### What to work on
List, in full, each line in the records below that contains the word "large".

Start Material for the task

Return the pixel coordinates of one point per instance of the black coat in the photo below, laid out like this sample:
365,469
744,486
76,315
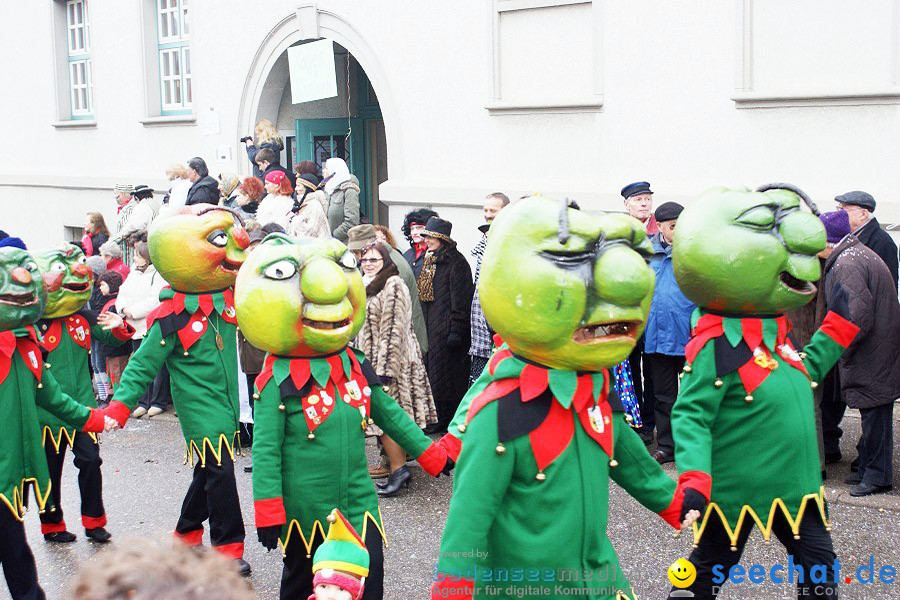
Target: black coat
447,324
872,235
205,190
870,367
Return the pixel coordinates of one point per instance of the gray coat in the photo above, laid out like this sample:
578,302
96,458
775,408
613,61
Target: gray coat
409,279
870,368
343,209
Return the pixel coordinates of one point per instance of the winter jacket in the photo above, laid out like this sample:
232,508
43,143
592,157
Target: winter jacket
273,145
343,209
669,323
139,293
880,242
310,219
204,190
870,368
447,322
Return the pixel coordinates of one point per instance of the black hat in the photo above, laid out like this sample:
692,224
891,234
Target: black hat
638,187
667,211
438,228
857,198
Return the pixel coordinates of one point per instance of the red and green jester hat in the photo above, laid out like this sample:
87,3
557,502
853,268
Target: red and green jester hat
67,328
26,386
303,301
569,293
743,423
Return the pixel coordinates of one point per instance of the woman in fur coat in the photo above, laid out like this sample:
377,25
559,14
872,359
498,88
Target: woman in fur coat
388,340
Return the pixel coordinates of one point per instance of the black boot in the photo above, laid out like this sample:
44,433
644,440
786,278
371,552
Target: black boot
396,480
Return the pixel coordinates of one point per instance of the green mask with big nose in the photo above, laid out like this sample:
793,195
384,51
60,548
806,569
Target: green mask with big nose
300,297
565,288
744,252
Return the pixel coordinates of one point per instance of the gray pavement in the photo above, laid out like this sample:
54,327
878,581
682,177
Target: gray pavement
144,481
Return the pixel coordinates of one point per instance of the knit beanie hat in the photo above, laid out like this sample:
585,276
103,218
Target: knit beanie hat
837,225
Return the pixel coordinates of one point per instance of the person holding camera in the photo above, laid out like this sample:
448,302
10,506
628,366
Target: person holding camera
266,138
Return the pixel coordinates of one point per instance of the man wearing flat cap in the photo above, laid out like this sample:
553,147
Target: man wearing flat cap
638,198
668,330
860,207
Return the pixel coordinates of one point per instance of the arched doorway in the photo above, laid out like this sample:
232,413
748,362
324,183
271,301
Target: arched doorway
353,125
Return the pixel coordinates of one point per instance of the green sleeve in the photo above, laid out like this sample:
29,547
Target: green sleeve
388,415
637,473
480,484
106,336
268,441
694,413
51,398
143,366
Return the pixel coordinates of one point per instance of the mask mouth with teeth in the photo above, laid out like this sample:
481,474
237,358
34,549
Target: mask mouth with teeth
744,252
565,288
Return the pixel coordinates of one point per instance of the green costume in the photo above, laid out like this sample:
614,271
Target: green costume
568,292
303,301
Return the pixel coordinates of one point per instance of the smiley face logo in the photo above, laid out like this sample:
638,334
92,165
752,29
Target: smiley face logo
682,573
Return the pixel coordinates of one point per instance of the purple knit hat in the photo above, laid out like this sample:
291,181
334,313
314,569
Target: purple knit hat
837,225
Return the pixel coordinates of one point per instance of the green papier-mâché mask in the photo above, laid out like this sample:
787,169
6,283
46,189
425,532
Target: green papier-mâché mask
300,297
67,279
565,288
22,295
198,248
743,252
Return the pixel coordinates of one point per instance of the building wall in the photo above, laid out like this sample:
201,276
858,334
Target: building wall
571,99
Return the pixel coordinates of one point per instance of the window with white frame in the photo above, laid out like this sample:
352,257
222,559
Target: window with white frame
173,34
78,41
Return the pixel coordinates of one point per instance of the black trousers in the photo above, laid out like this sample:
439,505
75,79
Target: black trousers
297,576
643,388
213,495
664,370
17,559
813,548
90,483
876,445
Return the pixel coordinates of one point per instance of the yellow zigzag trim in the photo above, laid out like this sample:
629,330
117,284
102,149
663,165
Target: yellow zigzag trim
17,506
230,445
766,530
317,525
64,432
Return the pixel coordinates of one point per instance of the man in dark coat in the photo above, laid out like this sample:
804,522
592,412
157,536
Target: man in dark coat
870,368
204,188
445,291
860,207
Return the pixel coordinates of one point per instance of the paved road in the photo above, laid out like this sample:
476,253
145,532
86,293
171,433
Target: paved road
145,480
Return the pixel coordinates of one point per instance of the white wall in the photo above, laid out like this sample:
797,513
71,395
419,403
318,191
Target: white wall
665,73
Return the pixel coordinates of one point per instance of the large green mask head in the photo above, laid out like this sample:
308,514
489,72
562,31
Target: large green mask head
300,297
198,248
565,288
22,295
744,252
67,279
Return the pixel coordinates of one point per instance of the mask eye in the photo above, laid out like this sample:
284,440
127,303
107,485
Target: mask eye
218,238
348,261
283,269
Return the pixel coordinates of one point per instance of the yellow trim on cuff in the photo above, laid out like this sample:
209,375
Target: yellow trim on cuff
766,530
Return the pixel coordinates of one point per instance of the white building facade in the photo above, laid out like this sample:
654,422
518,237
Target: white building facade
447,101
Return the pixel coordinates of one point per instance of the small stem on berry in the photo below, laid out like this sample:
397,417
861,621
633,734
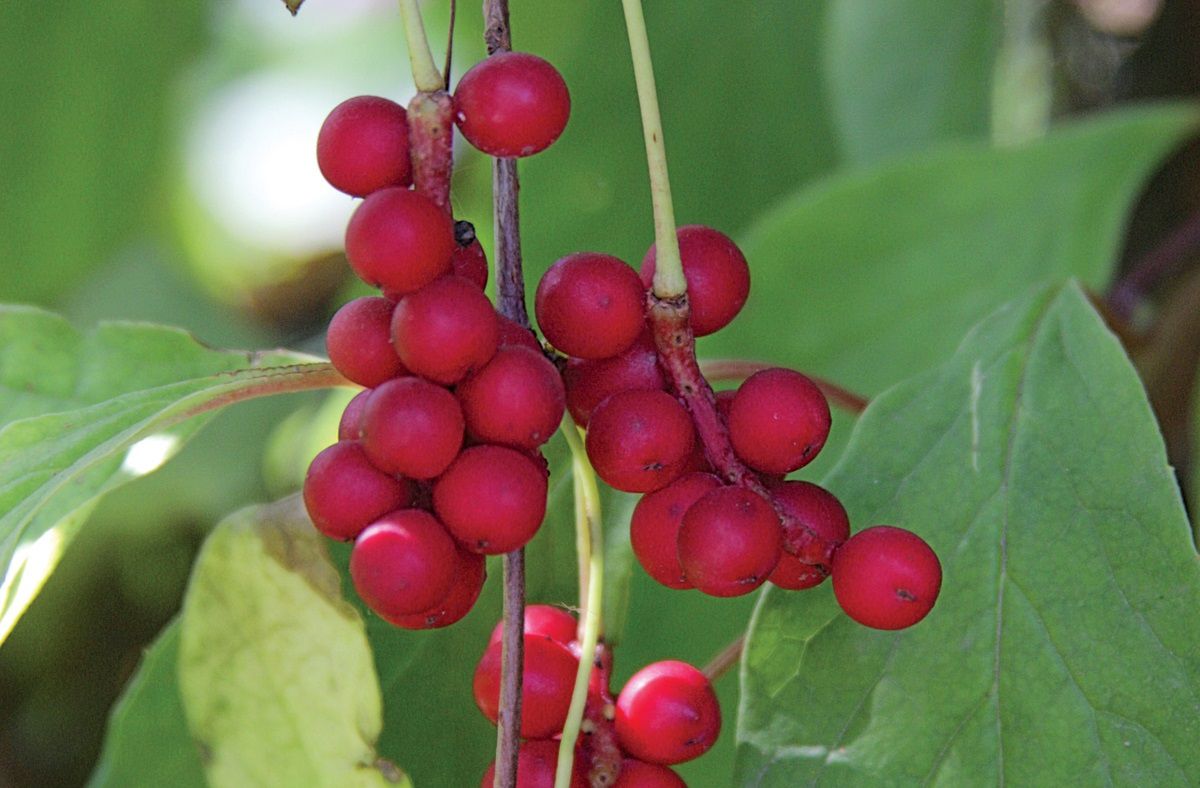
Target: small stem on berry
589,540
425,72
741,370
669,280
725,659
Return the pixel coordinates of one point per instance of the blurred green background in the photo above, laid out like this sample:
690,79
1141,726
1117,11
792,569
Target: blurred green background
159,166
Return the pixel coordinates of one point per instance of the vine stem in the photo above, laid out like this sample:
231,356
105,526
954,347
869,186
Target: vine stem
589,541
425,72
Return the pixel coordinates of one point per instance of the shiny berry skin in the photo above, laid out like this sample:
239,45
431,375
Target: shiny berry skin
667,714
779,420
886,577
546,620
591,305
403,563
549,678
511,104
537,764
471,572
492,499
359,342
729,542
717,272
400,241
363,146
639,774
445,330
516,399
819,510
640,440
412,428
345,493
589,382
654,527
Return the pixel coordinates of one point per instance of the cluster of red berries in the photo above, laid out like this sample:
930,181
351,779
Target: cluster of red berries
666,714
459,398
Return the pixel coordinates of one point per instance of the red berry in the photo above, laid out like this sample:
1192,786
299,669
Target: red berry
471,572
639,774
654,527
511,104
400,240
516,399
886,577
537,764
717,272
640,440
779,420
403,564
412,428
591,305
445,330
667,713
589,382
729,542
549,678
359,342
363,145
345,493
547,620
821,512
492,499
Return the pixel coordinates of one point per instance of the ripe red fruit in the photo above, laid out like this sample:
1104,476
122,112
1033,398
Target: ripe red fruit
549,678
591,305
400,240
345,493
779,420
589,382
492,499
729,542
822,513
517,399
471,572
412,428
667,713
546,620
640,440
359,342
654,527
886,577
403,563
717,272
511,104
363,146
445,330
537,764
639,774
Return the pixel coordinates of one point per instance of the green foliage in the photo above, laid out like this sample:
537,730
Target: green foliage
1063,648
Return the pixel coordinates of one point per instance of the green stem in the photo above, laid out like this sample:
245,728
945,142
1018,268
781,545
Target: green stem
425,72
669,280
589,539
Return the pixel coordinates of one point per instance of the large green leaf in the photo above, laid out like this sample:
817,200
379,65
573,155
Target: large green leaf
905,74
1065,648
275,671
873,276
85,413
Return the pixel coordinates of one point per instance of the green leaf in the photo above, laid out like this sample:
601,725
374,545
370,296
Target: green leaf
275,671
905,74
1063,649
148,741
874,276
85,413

End Material for the task
Start Material for the task

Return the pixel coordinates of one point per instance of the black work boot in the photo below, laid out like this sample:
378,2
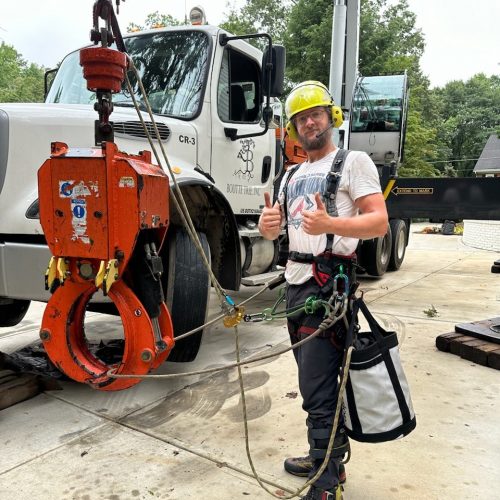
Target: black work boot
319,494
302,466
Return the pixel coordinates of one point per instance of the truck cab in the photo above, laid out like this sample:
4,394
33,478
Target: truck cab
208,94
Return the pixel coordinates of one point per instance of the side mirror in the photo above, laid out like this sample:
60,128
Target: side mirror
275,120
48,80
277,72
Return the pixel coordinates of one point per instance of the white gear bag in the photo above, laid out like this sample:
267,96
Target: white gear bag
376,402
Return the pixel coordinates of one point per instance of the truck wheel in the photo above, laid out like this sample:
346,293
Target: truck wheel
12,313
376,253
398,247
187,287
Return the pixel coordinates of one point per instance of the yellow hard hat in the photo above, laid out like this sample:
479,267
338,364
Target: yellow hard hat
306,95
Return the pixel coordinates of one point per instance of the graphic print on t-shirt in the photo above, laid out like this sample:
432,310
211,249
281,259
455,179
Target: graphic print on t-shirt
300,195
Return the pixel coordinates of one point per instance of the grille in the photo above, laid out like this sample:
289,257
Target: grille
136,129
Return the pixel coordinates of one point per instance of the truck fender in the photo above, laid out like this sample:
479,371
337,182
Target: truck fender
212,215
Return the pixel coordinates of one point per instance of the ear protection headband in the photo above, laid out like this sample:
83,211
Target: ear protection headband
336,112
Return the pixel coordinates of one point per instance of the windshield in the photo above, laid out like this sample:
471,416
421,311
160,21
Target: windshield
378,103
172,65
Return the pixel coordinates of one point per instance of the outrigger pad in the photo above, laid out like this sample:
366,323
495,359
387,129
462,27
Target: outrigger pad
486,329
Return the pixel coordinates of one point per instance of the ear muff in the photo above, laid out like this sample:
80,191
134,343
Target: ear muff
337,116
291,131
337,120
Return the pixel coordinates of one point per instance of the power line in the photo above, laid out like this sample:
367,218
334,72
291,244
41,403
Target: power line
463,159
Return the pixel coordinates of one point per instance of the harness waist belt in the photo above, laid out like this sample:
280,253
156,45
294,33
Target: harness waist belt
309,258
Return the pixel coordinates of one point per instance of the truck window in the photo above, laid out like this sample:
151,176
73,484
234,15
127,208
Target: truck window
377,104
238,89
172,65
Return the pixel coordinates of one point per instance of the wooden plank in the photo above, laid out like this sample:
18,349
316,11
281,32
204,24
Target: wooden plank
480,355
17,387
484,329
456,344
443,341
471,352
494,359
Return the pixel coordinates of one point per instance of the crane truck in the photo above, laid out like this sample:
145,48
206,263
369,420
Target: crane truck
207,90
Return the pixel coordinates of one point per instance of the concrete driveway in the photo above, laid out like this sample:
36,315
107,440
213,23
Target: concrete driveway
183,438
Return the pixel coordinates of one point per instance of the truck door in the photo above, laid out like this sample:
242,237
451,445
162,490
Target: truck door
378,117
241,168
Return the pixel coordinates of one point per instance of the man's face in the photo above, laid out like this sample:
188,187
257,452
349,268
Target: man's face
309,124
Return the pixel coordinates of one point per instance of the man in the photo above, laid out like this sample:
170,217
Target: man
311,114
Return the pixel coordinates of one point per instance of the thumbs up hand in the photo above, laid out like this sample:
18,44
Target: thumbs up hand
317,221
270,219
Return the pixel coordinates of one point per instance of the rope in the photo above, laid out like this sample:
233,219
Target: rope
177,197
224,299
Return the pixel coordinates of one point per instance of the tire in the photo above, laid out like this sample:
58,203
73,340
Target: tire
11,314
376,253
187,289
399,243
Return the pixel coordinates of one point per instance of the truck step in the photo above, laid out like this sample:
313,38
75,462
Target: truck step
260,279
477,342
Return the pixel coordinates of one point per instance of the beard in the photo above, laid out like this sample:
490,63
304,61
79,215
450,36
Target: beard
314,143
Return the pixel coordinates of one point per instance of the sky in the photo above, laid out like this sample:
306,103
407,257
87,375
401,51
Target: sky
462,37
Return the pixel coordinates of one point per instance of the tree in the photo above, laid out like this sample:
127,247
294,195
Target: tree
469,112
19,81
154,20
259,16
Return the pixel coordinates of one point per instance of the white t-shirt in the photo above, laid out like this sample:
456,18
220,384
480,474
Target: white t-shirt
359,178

End Material for the task

### Answer to this exercise
Return the pixel coordinates of one point per instance of the large green mask head in the photo above, laid out like this sample:
Target: large green mask head
Return the pixel coordinates of one point per instance of the large green leaf in the photo above, laid out like this sample:
Target: large green leaf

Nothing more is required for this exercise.